### EXERCISE DETAILS
Set down exactly the lines below between the line holding "hey computer, find me the light" and the line holding "hey computer, find me the sofa armrest", inclusive; no other line belongs in the answer.

Stored data entries
------------------------------------------------

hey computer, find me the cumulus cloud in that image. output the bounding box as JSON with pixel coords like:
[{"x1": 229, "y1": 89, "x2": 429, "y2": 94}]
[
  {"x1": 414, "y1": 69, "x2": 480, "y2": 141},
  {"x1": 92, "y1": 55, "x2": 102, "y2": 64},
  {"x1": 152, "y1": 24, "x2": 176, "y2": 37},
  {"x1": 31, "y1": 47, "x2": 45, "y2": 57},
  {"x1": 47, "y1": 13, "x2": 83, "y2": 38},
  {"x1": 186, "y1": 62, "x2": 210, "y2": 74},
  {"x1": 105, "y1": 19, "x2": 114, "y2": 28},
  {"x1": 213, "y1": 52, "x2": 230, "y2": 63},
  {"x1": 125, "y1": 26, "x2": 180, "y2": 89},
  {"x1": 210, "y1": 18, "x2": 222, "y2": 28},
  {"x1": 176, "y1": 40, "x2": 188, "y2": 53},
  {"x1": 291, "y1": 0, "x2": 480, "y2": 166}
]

------------------------------------------------

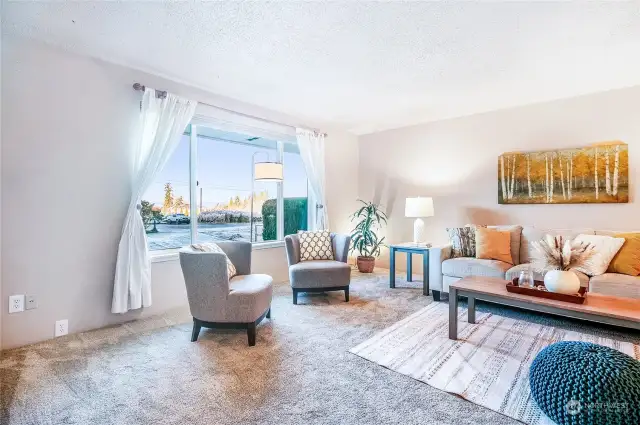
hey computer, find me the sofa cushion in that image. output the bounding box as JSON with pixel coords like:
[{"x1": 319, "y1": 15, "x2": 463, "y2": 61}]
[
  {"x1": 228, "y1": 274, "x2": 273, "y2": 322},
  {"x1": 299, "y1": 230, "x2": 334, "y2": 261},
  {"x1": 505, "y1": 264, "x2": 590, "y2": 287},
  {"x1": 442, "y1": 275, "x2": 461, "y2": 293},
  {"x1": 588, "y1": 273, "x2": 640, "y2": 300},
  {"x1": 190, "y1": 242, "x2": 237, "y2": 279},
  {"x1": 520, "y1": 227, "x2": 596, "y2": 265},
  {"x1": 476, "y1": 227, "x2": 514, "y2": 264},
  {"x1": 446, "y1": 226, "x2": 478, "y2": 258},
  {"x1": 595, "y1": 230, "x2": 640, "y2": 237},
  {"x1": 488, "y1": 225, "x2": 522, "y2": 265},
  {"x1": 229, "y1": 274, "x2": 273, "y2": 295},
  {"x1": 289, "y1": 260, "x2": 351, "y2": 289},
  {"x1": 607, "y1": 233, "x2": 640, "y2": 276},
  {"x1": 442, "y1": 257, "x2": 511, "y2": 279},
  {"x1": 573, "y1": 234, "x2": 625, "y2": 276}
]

------------------------------------------------

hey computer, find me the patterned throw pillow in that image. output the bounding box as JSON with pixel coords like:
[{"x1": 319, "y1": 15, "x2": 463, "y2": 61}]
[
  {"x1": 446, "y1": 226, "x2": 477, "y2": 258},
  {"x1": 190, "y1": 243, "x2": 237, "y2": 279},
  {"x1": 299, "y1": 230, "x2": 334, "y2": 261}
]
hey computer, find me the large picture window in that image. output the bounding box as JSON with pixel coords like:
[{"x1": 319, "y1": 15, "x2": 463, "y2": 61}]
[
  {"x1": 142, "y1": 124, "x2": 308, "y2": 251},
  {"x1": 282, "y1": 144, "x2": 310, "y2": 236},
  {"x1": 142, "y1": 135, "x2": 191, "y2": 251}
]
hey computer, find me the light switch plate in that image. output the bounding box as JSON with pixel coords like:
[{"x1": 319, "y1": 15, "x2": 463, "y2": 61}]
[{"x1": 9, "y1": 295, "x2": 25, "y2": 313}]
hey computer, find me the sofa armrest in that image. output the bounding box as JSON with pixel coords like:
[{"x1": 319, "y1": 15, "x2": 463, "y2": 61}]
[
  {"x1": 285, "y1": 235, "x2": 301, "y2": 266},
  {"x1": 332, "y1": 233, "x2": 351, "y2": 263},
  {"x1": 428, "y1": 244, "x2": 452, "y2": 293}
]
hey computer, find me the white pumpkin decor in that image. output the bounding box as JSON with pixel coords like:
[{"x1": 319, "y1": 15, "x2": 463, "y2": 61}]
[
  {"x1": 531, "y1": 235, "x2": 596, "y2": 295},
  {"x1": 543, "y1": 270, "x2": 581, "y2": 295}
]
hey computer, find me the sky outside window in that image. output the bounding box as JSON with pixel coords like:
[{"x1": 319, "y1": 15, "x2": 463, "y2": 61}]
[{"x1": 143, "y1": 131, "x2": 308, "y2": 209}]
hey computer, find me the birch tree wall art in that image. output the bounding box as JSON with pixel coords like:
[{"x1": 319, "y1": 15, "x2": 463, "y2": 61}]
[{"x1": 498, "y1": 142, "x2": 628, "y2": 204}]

------------------------------------------------

### OUTPUT FOR THIS EXERCISE
hey computer, find me the light switch plate in that image. output the bounding box as JSON with pixel coords like:
[{"x1": 319, "y1": 15, "x2": 463, "y2": 61}]
[{"x1": 9, "y1": 295, "x2": 25, "y2": 313}]
hey computer, find me the sofa armrest in that image. output the bounding box as JSON with pixel coords like:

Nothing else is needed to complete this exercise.